Material provided =

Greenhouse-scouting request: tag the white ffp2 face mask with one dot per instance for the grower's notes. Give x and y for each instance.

* * *

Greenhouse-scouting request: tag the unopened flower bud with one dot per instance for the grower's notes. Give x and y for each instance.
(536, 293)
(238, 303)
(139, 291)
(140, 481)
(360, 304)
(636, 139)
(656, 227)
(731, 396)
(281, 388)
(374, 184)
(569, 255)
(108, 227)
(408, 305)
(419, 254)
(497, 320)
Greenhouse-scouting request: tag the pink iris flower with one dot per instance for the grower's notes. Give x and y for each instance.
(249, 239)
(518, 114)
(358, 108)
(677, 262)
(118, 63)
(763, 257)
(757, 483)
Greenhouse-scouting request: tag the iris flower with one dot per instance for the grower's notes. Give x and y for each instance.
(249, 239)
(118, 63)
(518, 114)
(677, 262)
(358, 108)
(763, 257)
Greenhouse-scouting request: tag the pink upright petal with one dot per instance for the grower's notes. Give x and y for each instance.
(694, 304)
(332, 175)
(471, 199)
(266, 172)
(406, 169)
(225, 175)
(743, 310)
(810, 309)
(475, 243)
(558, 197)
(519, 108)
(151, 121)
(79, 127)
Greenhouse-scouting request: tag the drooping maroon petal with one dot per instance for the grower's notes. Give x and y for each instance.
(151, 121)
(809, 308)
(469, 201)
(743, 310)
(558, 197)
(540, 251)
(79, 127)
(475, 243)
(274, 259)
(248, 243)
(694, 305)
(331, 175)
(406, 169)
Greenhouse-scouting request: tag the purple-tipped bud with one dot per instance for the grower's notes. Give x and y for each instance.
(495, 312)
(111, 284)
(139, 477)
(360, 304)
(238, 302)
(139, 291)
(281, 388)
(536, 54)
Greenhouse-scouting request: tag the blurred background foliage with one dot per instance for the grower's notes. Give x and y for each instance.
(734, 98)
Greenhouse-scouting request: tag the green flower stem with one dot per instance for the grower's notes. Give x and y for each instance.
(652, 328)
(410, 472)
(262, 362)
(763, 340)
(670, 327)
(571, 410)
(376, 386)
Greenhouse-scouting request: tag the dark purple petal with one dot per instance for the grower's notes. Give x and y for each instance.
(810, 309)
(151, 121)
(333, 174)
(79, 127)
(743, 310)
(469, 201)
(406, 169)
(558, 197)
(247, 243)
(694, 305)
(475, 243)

Given problem = Show every line of the material above that contains the word "request", copying each one in full.

Complete answer =
Greenhouse-scouting request: tag the white ffp2 face mask with one dot per instance for the grower's notes. Give x and y for each instance.
Greenhouse-scouting request: tag the unopened flower bud with one dot per instance for the grower's notes. Give x and y for each instance.
Greenhouse-scouting request: tag the pink iris flower with one dot per instance for the grower's notes. Give x and y for each instance.
Greenhouse-scouting request: tag the iris flower with one dot per instance for the grower's notes. Give x and y for each instance.
Greenhouse-scouting request: tag the pink upright petal with one dot per instance for the grower's notes. Give x and y for each instance.
Greenhouse-scouting request: tag the drooping maroon petal with one dot per instance for the grower's notes. Give x and y for each instance.
Greenhouse-scouting request: tag the purple-tipped bud with one dot per instance for the grower's notes. Give x and y for each instance.
Greenhouse-scouting request: tag the blurred background foliage with one dot per instance for the grower's notes. Give x and y for each instance.
Greenhouse-scouting request: tag the green flower stem with one dot per instance for the grower's notes. Give x and y for each instance.
Greenhouse-scouting request: tag the dark purple petal with one dot per instance for the grower's notes. Give x and y for each instance.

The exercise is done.